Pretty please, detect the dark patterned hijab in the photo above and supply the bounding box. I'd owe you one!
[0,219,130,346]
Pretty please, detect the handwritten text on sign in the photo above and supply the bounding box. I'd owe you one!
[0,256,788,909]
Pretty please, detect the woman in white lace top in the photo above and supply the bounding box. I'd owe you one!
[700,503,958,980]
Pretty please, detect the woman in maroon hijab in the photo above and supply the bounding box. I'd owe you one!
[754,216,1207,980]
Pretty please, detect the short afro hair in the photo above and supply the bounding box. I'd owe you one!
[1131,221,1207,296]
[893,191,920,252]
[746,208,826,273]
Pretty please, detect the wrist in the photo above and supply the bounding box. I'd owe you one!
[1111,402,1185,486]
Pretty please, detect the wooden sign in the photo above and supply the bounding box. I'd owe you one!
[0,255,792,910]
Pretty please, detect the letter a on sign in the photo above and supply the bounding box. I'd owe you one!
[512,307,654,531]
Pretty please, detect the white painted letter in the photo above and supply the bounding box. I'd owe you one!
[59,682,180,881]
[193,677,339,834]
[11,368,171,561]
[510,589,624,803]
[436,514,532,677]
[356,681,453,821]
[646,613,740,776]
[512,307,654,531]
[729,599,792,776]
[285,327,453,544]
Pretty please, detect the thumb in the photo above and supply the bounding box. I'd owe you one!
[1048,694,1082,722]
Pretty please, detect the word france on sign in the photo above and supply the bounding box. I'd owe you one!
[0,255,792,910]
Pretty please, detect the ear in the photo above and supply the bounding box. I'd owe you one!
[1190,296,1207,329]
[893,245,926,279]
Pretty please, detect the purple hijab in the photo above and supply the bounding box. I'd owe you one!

Problem requirements » Copy out all of the entries above verbatim, keeping them in their original order.

Result »
Pretty please, detect the dark patterned hijab in the photo above and supply the bounding box. I'd owe you one!
[0,219,130,346]
Pretty please, detect the handwritten text on sign in the photo above and supply the bounding box. I'd owe you one!
[0,256,788,909]
Pretty please, detect the woman in white lace top in the photo above and supply the bounding box. I'd owe you one!
[700,503,958,980]
Pretty please, detect the woman in maroon hijab in the photo above and supply the bounding box. I'd owe you one!
[754,216,1207,980]
Pretty please, detect the short afro hair in the photo above and supply the bounding box. I'd owe you one!
[1131,221,1207,296]
[893,191,920,252]
[746,208,826,273]
Pretty please, detect the wrist in the photo above and supply the bounding box. I'd owe you one!
[1111,402,1185,486]
Pretty please, detect the wooden sign in the photo above and supply the bounding box. I'd owe you one!
[0,255,792,910]
Pretty please, detect the letter a on sign in the photo above and supply the bounding box. I'd owe you one!
[512,307,654,531]
Pretty please, detect the white painted letter in the photo above and supply the bounding box. I'd owe you one!
[59,682,180,881]
[193,677,339,834]
[11,368,171,561]
[510,589,624,803]
[436,514,532,677]
[356,681,453,821]
[646,613,740,776]
[512,307,654,531]
[729,599,792,776]
[285,327,453,544]
Pretty please, detect the thumb in the photo above and supply the bounding box. I'd owe you one!
[1048,694,1082,722]
Pretty please, detect the word france on sign in the photo above and supply the bounding box. I'd owe you one!
[0,255,792,910]
Pretty please, detect the ear in the photo above and supply the bounding box. I'd owe you one!
[1190,296,1207,329]
[893,245,926,279]
Pretty please, detect the purple hijab in the photo above and supply the bounding box. I'd owe you one!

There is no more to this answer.